Object location annotation data:
- - - - - - -
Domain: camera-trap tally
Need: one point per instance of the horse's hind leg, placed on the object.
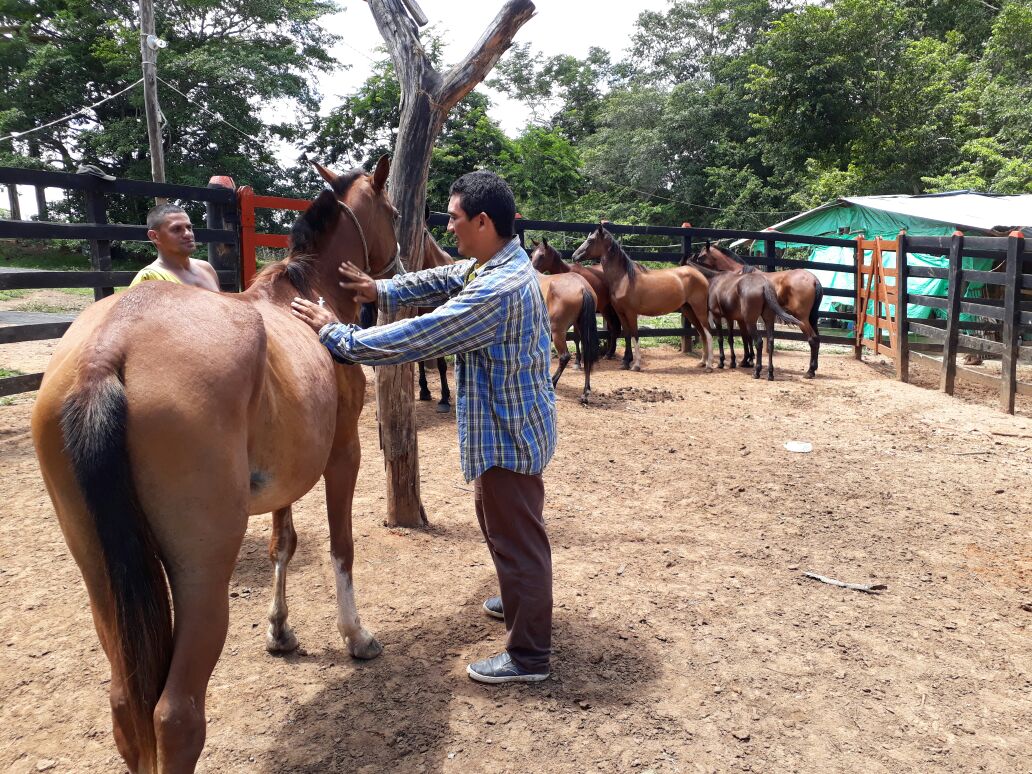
(281, 638)
(424, 388)
(341, 475)
(444, 406)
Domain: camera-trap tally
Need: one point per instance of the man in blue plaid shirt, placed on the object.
(491, 316)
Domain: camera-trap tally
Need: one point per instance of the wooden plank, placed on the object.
(100, 250)
(70, 182)
(976, 376)
(14, 385)
(929, 272)
(36, 230)
(43, 280)
(32, 332)
(902, 322)
(948, 376)
(1011, 324)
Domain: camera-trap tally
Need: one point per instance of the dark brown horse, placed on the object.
(798, 290)
(634, 292)
(571, 301)
(548, 261)
(745, 298)
(167, 416)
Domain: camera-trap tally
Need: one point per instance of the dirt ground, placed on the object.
(686, 638)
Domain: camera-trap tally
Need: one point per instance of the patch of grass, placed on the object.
(50, 309)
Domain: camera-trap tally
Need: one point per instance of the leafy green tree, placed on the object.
(230, 58)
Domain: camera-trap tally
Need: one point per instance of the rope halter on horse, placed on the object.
(392, 268)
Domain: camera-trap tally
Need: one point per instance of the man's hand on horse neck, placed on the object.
(358, 282)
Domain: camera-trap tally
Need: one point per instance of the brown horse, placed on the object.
(548, 261)
(634, 292)
(572, 301)
(798, 290)
(168, 415)
(744, 298)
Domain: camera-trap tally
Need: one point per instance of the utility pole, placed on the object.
(149, 45)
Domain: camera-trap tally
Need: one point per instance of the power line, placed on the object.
(17, 135)
(214, 115)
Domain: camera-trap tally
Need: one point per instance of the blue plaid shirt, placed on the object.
(496, 326)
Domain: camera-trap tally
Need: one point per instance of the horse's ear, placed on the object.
(327, 174)
(381, 172)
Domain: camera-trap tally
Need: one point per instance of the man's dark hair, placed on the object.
(158, 214)
(485, 192)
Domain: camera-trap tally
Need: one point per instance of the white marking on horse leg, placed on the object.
(360, 643)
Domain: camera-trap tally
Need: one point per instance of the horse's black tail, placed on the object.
(589, 327)
(818, 294)
(771, 298)
(93, 422)
(367, 315)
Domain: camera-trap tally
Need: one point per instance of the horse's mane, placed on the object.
(299, 263)
(630, 267)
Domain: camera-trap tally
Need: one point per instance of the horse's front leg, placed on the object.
(341, 474)
(280, 638)
(444, 406)
(424, 388)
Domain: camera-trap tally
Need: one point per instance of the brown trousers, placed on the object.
(509, 508)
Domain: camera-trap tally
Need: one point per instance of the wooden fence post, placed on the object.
(100, 250)
(947, 378)
(224, 256)
(687, 340)
(859, 316)
(1011, 331)
(902, 321)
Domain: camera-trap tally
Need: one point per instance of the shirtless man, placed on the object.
(169, 229)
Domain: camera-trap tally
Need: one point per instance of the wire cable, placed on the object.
(17, 135)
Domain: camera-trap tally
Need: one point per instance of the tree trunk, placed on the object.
(426, 98)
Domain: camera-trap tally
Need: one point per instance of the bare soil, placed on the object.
(686, 638)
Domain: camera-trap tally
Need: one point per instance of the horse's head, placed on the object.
(595, 247)
(376, 218)
(544, 257)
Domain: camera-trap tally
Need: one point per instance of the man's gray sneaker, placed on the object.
(502, 668)
(492, 607)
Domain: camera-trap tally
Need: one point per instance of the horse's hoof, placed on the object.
(364, 646)
(285, 643)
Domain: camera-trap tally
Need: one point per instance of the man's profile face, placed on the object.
(174, 235)
(468, 230)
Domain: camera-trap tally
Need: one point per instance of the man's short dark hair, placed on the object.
(486, 192)
(158, 214)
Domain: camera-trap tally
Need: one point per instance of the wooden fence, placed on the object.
(233, 238)
(221, 235)
(1008, 318)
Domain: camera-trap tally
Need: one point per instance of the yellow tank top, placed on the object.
(153, 272)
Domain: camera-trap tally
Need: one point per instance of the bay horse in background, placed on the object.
(798, 290)
(635, 292)
(547, 260)
(571, 300)
(745, 298)
(166, 417)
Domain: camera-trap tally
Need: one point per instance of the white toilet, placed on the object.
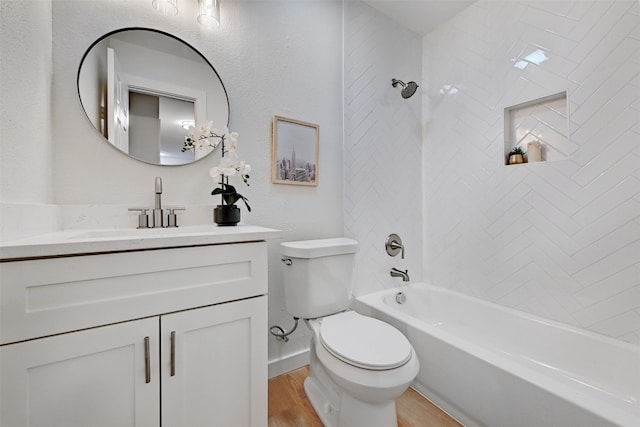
(359, 365)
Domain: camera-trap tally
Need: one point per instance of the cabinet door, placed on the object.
(220, 376)
(95, 377)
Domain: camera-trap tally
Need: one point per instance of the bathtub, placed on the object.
(488, 365)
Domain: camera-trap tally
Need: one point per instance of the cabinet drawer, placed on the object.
(50, 296)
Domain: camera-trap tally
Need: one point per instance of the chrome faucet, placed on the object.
(399, 273)
(157, 210)
(158, 219)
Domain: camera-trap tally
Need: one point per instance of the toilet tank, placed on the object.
(318, 276)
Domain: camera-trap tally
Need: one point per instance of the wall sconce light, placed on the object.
(166, 7)
(209, 13)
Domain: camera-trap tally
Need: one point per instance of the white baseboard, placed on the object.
(288, 363)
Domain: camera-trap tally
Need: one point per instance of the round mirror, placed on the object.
(142, 89)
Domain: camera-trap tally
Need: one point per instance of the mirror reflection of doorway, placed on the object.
(160, 119)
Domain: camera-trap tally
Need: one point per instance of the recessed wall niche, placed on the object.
(539, 127)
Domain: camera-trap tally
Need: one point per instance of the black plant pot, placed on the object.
(226, 215)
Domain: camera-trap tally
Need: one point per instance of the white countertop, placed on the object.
(80, 241)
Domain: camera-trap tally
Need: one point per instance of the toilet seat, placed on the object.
(364, 342)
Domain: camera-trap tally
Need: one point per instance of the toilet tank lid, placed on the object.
(319, 248)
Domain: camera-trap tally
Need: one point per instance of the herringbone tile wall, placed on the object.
(558, 239)
(382, 145)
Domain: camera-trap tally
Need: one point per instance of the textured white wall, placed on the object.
(382, 148)
(557, 239)
(25, 120)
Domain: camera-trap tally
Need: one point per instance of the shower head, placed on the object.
(408, 89)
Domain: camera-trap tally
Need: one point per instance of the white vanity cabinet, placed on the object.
(173, 337)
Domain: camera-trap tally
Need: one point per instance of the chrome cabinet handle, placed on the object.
(173, 353)
(147, 361)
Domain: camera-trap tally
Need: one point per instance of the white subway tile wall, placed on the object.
(557, 239)
(382, 149)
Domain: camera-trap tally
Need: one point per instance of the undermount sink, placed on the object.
(142, 233)
(89, 241)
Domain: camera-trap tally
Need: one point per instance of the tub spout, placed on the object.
(399, 273)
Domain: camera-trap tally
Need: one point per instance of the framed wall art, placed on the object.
(294, 152)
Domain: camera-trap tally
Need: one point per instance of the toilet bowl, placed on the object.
(358, 365)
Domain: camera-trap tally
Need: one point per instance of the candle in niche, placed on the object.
(534, 152)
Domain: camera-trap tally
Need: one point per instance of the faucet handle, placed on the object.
(143, 218)
(172, 218)
(394, 245)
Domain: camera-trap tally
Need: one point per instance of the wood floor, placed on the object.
(289, 407)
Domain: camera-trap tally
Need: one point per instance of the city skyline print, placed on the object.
(294, 157)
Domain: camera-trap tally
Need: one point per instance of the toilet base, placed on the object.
(336, 408)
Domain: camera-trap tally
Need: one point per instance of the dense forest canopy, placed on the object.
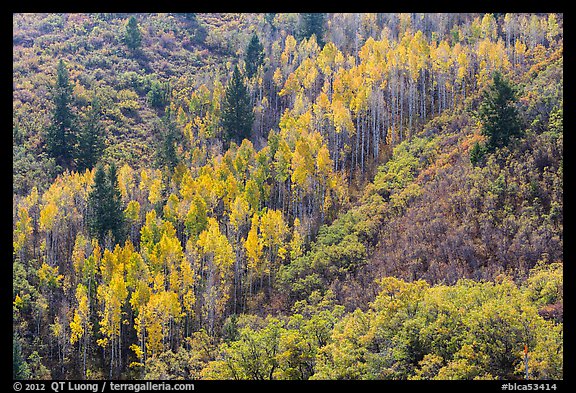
(287, 196)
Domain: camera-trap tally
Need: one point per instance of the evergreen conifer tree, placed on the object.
(61, 134)
(312, 23)
(254, 56)
(91, 139)
(133, 37)
(499, 116)
(105, 211)
(237, 111)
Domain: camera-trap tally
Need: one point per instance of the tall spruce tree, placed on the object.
(61, 134)
(499, 116)
(91, 139)
(237, 111)
(254, 56)
(105, 213)
(167, 134)
(133, 36)
(312, 23)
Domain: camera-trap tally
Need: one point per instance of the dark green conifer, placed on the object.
(254, 56)
(133, 37)
(91, 139)
(61, 134)
(499, 116)
(237, 111)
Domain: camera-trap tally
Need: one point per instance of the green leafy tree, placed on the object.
(499, 116)
(254, 56)
(237, 112)
(61, 135)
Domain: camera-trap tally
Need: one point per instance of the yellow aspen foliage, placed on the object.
(126, 181)
(23, 229)
(48, 216)
(80, 323)
(253, 245)
(48, 276)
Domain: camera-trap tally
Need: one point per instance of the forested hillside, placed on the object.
(287, 196)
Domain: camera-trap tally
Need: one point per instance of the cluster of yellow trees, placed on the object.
(206, 239)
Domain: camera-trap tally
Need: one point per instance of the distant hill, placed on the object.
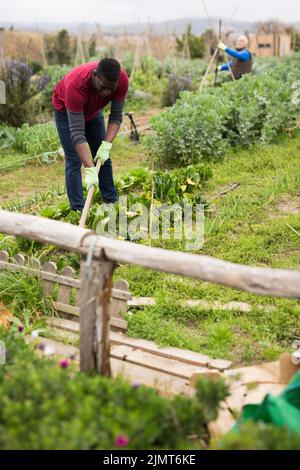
(199, 25)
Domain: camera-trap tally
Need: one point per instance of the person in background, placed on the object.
(241, 62)
(78, 101)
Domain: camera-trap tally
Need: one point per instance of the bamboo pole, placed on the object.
(208, 69)
(89, 199)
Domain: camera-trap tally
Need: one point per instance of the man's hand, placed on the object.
(103, 152)
(222, 46)
(91, 177)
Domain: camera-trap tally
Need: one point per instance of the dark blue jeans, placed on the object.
(94, 133)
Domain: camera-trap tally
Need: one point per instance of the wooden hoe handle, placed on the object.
(88, 200)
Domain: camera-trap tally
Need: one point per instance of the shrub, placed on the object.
(190, 131)
(55, 74)
(45, 406)
(205, 125)
(20, 291)
(259, 436)
(34, 140)
(20, 90)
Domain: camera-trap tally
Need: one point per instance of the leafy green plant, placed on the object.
(27, 325)
(39, 408)
(21, 291)
(20, 91)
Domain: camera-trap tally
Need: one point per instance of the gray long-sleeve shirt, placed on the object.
(77, 121)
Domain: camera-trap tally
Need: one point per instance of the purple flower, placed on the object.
(64, 363)
(42, 82)
(122, 441)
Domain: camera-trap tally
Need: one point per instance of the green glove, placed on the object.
(91, 177)
(103, 152)
(222, 46)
- - - - - - -
▶ _EXERCISE DIRECTIONS_
Report every line of the data above that contains the word "dark", treating uppercase and lowercase as different.

▶ _ANSWER TO THE TASK_
Need: one point per instance of the dark brown horse, placed on the object.
Need: one point per instance of the man's dark hair, placed on the object.
Need: one point per instance of the man's short dark hair, placed on the object.
Need: one point per instance of the dark green conifer, placed on the object.
Need: one point per instance of the dark blue jeans, placed on the object.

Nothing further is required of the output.